-- begin Document segment --

The affirmation in this post is not only well-suited for dealing with the specific problem described in the post, it is also a good all-around affirmation for starting the new year. Toward the end of the post, I discuss why.

As 2020 begins, here is one of the things I’m thinking about.

Some of the most powerful magicians I know appear to have very little power.

There’s a Chinese myth that dragons, underwater, appear to be carp to those of us who are looking down at the water.

When the dragon emerges from the water, its draconian nature is revealed.

In case you don’t know, goldfish are wee carp. Innocuous little creatures. If the myth that koi are dragons in disguise is true, then the carp’s small, gorgeous fluid fins must be massive, gorgeous, thrusting dragon wings. (Koi is another term for carp.)

It is easy to lose sight of one’s own power or to not even know it in the first place. For one thing, our society seems tailored to distract us from our oh-so-amazing powers—both magical powers and worldly strengths. That ubiquitous attempt at distraction plays out even in the Pagan community.

One such distraction from magic is the prevalent Pagan belief that magic must be flashy and boast of dark mysteriousness in order to be truly effective. Mind you, I do know that dark mysteriousness is real. And it evaporates upon boasting.

… Well, there are times to boast. For one thing, my mother taught me, “Toot own horn. If you don’t, no one else will.”

-- end Document segment --

Given problem a: Rewrite the post on hidden power, everything from "In case you" down to "evaporates upon boasting.", swapping "distraction" for "diversion" wherever it occurs.

-- begin Record list --

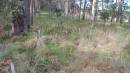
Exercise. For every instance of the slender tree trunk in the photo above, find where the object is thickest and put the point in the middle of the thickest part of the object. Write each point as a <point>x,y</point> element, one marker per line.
<point>80,9</point>
<point>28,15</point>
<point>66,7</point>
<point>93,10</point>
<point>84,10</point>
<point>102,5</point>
<point>129,20</point>
<point>36,7</point>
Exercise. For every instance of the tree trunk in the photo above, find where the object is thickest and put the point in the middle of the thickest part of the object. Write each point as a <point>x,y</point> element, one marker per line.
<point>36,7</point>
<point>66,7</point>
<point>28,15</point>
<point>129,20</point>
<point>84,10</point>
<point>93,10</point>
<point>80,9</point>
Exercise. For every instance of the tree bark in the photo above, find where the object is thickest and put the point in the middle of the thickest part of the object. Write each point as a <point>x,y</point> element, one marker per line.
<point>84,10</point>
<point>93,10</point>
<point>66,7</point>
<point>80,9</point>
<point>28,15</point>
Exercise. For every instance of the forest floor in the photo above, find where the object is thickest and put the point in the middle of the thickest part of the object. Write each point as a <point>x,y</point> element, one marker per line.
<point>67,45</point>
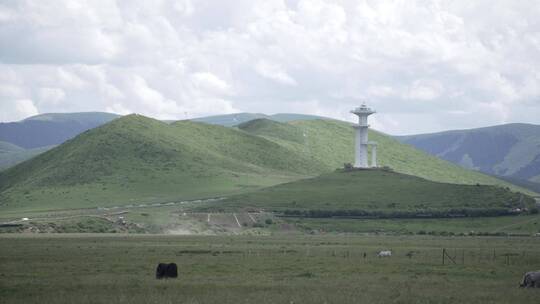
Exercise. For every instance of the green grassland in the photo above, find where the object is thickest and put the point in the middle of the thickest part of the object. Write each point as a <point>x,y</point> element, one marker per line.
<point>375,190</point>
<point>504,225</point>
<point>135,159</point>
<point>281,269</point>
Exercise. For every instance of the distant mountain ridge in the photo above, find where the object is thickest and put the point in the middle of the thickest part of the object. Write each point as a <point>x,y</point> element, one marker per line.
<point>139,160</point>
<point>511,150</point>
<point>51,129</point>
<point>37,134</point>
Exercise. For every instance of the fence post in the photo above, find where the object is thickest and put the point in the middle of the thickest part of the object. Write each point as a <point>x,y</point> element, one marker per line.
<point>444,253</point>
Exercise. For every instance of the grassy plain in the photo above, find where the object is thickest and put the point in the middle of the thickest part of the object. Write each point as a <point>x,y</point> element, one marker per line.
<point>274,269</point>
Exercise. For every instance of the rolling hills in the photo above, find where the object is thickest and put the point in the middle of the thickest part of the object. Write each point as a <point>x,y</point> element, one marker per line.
<point>138,160</point>
<point>39,133</point>
<point>511,150</point>
<point>230,120</point>
<point>377,192</point>
<point>27,138</point>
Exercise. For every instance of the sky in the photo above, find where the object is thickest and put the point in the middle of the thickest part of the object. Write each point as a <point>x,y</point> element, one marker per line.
<point>425,66</point>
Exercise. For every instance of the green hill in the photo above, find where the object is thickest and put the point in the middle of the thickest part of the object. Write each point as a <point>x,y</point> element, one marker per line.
<point>11,154</point>
<point>230,120</point>
<point>377,192</point>
<point>138,160</point>
<point>511,150</point>
<point>330,143</point>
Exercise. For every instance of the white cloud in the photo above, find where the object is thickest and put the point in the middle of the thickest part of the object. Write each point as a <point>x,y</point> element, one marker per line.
<point>274,72</point>
<point>13,110</point>
<point>438,64</point>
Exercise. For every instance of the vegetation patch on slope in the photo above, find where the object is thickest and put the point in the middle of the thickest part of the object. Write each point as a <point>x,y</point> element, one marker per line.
<point>379,193</point>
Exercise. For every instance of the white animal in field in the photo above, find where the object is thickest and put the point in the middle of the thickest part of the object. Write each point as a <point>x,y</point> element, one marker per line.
<point>384,253</point>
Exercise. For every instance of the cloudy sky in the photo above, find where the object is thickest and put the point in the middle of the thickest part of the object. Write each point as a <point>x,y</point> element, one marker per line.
<point>425,66</point>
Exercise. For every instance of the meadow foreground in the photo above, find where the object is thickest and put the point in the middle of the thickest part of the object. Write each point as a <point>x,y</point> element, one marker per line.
<point>86,268</point>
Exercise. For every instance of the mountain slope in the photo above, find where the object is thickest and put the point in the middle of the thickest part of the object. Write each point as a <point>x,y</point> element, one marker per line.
<point>134,160</point>
<point>378,193</point>
<point>331,143</point>
<point>11,154</point>
<point>51,129</point>
<point>230,120</point>
<point>511,150</point>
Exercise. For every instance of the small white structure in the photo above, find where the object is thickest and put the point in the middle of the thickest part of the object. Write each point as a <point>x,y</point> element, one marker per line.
<point>361,139</point>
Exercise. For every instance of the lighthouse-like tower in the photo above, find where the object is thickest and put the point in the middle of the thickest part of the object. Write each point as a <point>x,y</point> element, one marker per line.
<point>361,139</point>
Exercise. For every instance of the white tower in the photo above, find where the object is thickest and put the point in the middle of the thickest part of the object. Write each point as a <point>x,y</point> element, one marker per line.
<point>361,139</point>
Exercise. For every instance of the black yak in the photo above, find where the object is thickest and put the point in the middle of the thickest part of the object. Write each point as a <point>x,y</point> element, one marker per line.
<point>166,271</point>
<point>531,279</point>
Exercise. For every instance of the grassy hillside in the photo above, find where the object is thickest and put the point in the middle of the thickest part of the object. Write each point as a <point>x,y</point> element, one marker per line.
<point>511,150</point>
<point>230,120</point>
<point>51,129</point>
<point>136,160</point>
<point>331,143</point>
<point>11,154</point>
<point>364,192</point>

-- end Record list --

Given problem b: Arrange the records, everything from the line containing "Exercise. For every instance of the cloudy" down to the line containing "<point>86,268</point>", as a Markdown table with the columns Num and Line. Give each line its row number and omit blank lines.

Output a:
In case you don’t know, goldfish are wee carp. Innocuous little creatures. If the myth that koi are dragons in disguise is true, then the carp’s small, gorgeous fluid fins must be massive, gorgeous, thrusting dragon wings. (Koi is another term for carp.)

It is easy to lose sight of one’s own power or to not even know it in the first place. For one thing, our society seems tailored to distract us from our oh-so-amazing powers—both magical powers and worldly strengths. That ubiquitous attempt at diversion plays out even in the Pagan community.

One such diversion from magic is the prevalent Pagan belief that magic must be flashy and boast of dark mysteriousness in order to be truly effective. Mind you, I do know that dark mysteriousness is real. And it evaporates upon boasting.

Output b:
| Num | Line |
|---|---|
| 1 | Exercise. For every instance of the cloudy sky in the photo above, find where the object is thickest and put the point in the middle of the thickest part of the object. Write each point as a <point>x,y</point> element, one marker per line. |
| 2 | <point>425,66</point> |
| 3 | Exercise. For every instance of the meadow foreground in the photo above, find where the object is thickest and put the point in the middle of the thickest part of the object. Write each point as a <point>x,y</point> element, one marker per line. |
| 4 | <point>86,268</point> |